SHORT EXERCISE A: Please print the records, starting with the line that contains "Target: ivory tusk" and going on through the end of the records, with both ends included. Leave the pictures out of your answer.

SOURCE EXTRACT:
DePfa is a leader among its Pfandbrief-issuing peers. “We have much broader funding and our funding strategy is more and more international,” says Christoff Schörnig, executive director and co-head of treasury at DePfa. The bank is already the largest non-government bond issuer in Europe but is working hard at increasing its investor base further.
It is actively marketing itself worldwide for its Pfandbriefe and its other borrowing activities. This year the team has travelled to Asia three times already and has converted its Tokyo representative office into a branch.
“We go everywhere in the world that makes sense,” says Schörnig. This year it has also roadshowed in Australia to develop access to the kangaroo bond market. Its aim is to launch large issues that will distinguish it from traditional Hypotheken banks whose issues are smaller.
“Liquidity will be the main driver for triple-A borrowers. Competitors aren’t able to issue in such large amounts, which is an advantage we have,” says Schörnig.
In January 1998, DePfa launched a global Pfandbrief programme, which it compares to Fannie Mae’s global Benchmark Notes programme. The goal of this programme for DePfa is to tap into the demand for superliquid deals that are changing the market.
All issues under its programme will have an initial volume of between e3 billion ($3.2 billion) and e4 billion. Its fifth and latest global Pfandbrief, launched on January 28, was worth e3 billion at a 10-year maturity. It was the first of its kind to have a repo back-stop facility for 5% of the total issue, which was designed to make the bond more liquid in the secondary market. One gauge of the programme’s success is international investor interest, which has been substantial. Some 80% of its most recent global issue was placed outside Germany.
DePfa lists a number of goals for the upcoming months, and it is already well on its way to achieving many of them. It aims for a more international focus, to extend its maturity curve beyond 10 years, to get a repo market started and to further enhance liquidity. The bank is already quite heavily involved with CP and MTN markets, with an ECP shelf of $7.5 billion and an MTN shelf of e20 billion. It is setting up a further US CP programme to be initiated in June or July. One of its main goals has been to “give the market a product alternative to government bonds,” says Schörnig. DePfa is doing just that.
Alex Mathias
BEST USER OF FOREIGN MARKETS
YPF
YPF, the Argentine privatized oil company, was the first Latin American private company to tap the international capital markets after the turmoil of last winter. In a period dominated by global bonds, YPF’s decision to issue a yankee was pretty much singular. But many things back the choice, not least the company’s reputation in the United States. “We have some advantages in issuing in the US domestic markets that come from our borrowing history,” says Carlos Felices, director of international finance at YPF.
Felices explains that YPF has been issuing in the yankee markets for a long time and US investors have come to be familiar with the performance of the credit as well as the profitability of the company. That has given YPF’s bonds significant liquidity in that market. “In the United States, investors know they can trade our paper very easily in the secondary market,” he explains.

SHORT EXERCISE B: Name every person whose full name appears in the article on DePfa and YPF.

Items from a data source:
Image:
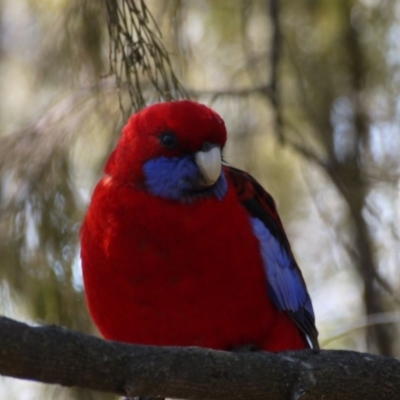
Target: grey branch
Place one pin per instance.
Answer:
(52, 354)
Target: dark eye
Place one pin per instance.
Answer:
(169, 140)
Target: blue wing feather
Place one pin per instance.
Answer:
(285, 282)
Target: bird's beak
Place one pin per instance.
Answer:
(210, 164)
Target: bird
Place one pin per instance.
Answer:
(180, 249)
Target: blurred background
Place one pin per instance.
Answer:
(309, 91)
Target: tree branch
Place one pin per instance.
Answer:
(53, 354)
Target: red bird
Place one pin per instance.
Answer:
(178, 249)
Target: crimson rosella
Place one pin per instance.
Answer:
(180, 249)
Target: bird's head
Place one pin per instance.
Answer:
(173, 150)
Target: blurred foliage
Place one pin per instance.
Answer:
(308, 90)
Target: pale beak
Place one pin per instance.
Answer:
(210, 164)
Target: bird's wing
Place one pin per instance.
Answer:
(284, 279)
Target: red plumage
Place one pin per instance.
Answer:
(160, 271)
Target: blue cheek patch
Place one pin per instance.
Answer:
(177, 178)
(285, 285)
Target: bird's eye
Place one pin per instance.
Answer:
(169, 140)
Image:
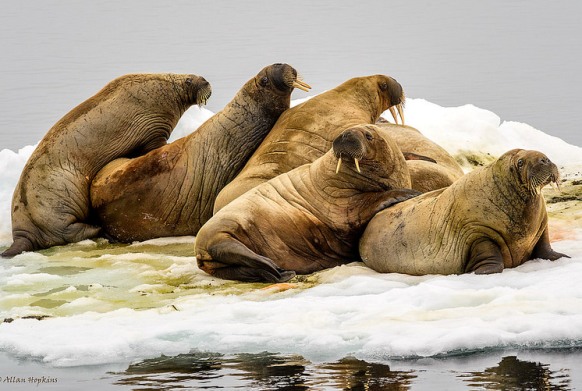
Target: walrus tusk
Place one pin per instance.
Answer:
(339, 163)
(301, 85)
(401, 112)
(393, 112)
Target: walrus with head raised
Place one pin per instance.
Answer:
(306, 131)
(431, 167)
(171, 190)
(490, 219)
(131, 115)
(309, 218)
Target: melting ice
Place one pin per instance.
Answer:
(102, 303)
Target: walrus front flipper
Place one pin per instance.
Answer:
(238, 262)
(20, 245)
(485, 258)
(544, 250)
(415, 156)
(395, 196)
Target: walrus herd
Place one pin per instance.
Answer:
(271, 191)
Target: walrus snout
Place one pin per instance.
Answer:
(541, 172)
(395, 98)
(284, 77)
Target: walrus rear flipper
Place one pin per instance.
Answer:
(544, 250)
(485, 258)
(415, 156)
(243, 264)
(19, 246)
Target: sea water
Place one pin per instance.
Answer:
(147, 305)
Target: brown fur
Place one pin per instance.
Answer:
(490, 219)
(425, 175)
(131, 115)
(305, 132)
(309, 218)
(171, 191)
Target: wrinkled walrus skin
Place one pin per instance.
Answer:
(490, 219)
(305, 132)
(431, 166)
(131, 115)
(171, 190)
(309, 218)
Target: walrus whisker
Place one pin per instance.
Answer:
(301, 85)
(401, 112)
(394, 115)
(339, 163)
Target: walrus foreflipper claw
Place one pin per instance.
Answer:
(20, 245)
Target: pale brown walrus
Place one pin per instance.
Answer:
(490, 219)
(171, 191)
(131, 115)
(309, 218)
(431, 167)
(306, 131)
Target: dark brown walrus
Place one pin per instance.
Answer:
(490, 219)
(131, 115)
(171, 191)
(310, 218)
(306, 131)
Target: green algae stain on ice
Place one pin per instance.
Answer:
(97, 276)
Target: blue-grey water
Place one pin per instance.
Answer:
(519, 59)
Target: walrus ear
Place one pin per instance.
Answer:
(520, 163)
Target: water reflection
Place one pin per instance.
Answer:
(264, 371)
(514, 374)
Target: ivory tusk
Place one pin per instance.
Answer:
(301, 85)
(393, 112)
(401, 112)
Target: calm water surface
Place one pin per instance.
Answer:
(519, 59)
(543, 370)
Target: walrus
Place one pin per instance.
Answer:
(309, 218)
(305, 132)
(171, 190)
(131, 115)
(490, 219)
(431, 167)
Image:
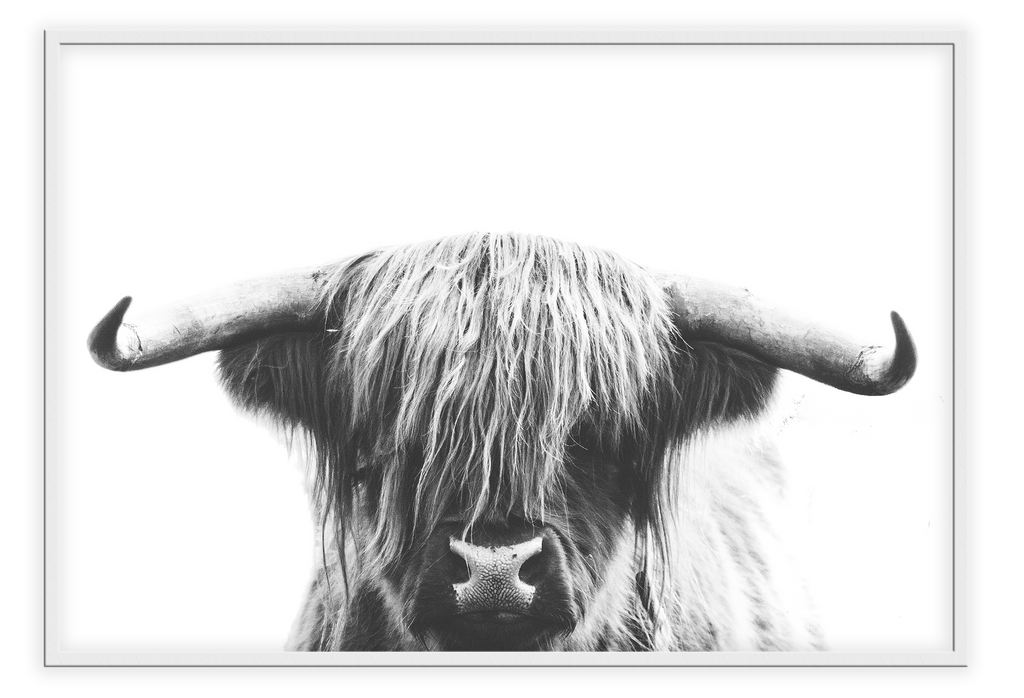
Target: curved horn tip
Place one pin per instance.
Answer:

EXERCISE RESPONSE A:
Target: ivory tusk
Place one pin per instance.
Answer:
(301, 85)
(393, 112)
(401, 112)
Target: calm water surface
Place one pin per instance.
Answer:
(519, 59)
(543, 370)
Target: walrus
Place one pin per instance.
Answer:
(309, 218)
(305, 132)
(171, 190)
(131, 115)
(490, 219)
(431, 167)
Image:
Target: curved horn tip
Place one pin per instance.
Answer:

EXERCISE RESPONSE B: Christoff Schörnig, Alex Mathias, Carlos Felices